■ Input
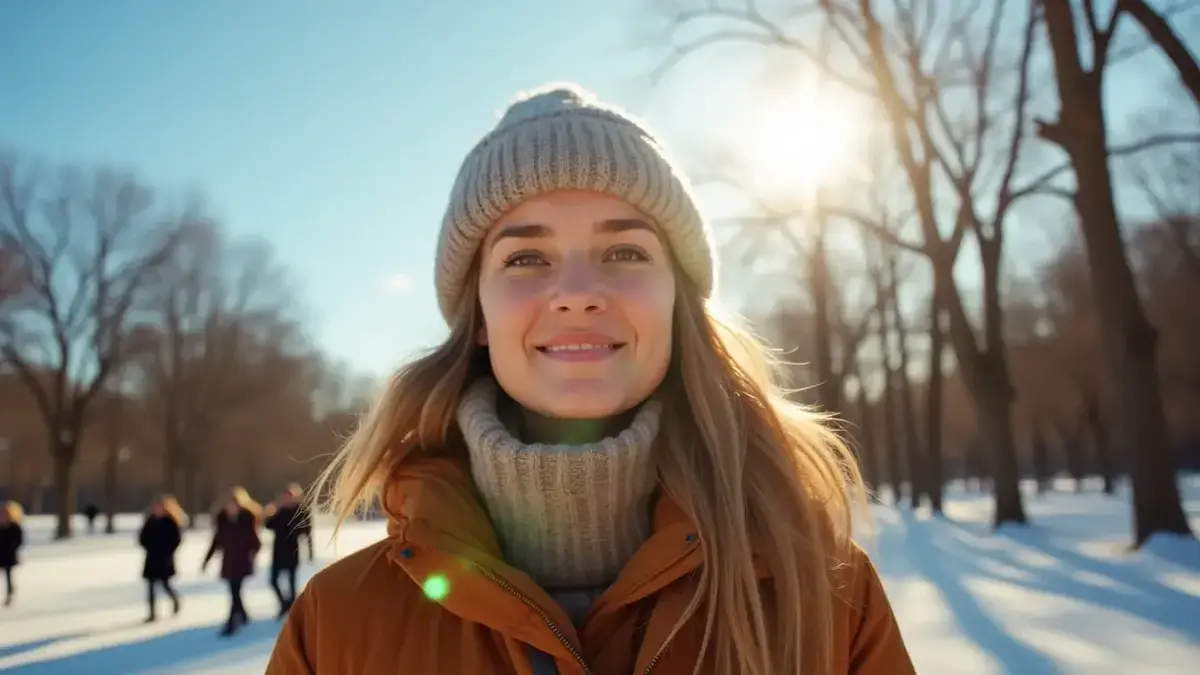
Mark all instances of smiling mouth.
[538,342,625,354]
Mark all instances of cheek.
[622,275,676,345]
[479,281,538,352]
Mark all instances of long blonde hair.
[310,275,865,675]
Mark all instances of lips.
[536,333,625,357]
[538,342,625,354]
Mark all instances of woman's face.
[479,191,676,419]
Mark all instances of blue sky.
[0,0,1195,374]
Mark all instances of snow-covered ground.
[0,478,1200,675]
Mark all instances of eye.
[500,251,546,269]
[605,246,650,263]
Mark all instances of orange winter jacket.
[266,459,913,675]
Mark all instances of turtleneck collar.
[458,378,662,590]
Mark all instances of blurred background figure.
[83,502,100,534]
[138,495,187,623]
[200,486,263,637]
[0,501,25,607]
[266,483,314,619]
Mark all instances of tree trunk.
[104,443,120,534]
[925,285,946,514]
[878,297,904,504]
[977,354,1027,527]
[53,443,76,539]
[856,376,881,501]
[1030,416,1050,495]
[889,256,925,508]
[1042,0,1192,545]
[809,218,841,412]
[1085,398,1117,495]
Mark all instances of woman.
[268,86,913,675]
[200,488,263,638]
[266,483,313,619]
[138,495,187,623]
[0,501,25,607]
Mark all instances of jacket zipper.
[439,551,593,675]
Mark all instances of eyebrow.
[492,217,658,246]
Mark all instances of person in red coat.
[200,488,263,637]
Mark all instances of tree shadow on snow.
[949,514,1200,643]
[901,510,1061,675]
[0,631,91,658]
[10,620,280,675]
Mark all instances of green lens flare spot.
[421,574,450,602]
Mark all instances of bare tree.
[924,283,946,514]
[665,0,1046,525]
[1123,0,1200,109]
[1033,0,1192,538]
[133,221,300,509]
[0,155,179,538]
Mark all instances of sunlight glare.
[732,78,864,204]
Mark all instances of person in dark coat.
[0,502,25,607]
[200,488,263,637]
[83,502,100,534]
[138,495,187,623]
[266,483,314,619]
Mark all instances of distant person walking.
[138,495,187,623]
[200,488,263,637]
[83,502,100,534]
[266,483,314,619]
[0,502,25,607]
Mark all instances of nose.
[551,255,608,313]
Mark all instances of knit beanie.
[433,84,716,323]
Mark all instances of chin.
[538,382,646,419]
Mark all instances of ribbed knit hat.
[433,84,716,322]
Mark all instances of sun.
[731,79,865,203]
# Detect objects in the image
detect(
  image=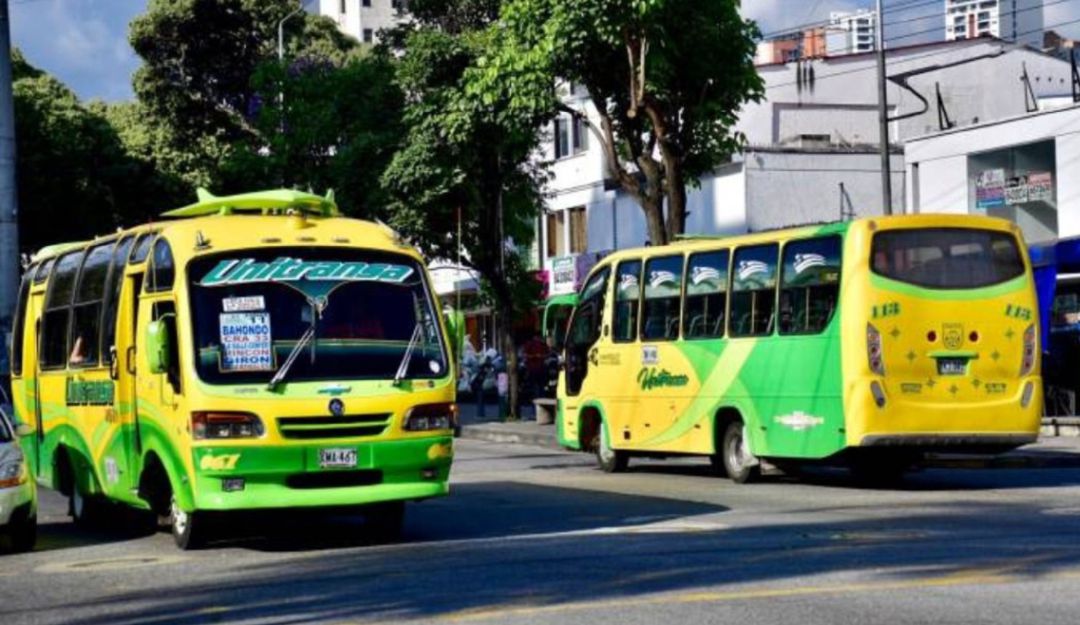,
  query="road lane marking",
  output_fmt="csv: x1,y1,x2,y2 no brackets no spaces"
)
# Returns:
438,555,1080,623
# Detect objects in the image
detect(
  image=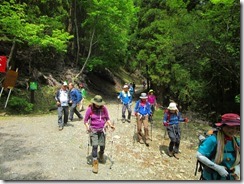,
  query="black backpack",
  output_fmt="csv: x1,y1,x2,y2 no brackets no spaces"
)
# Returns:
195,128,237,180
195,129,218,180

---

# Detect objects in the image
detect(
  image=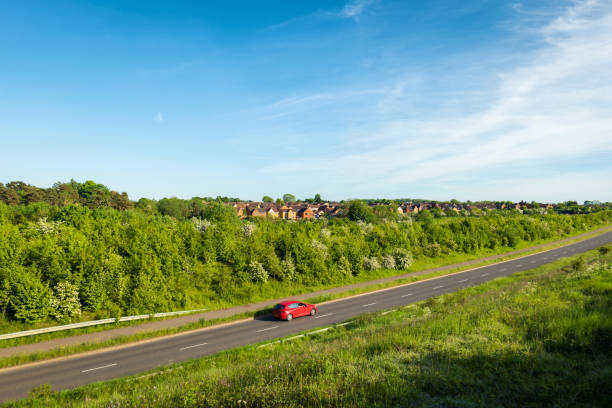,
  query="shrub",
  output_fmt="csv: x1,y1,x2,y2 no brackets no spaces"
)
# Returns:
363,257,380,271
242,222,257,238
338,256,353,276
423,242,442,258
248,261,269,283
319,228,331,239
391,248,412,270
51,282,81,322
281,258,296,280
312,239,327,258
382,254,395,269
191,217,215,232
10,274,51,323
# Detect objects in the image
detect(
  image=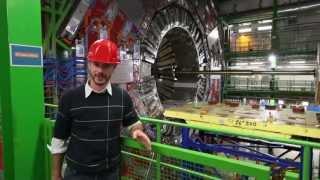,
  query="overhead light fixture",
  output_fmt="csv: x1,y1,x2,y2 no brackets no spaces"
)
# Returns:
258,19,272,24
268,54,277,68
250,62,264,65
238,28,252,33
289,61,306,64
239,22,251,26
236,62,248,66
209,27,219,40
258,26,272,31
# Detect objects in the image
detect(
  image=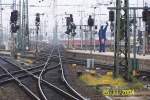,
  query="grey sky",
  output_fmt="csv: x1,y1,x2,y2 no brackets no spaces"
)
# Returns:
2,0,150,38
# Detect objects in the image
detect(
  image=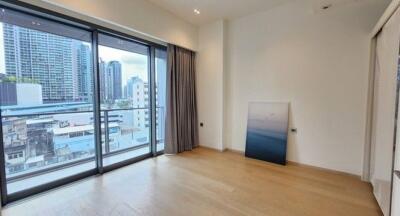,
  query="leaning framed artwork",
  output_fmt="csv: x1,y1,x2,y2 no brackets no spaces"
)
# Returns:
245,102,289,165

■ Problem details
Count the lines in the data above that contain the string "tree", treating uppercase and lowercase as different. Reply with the number alone.

■ Correct output
3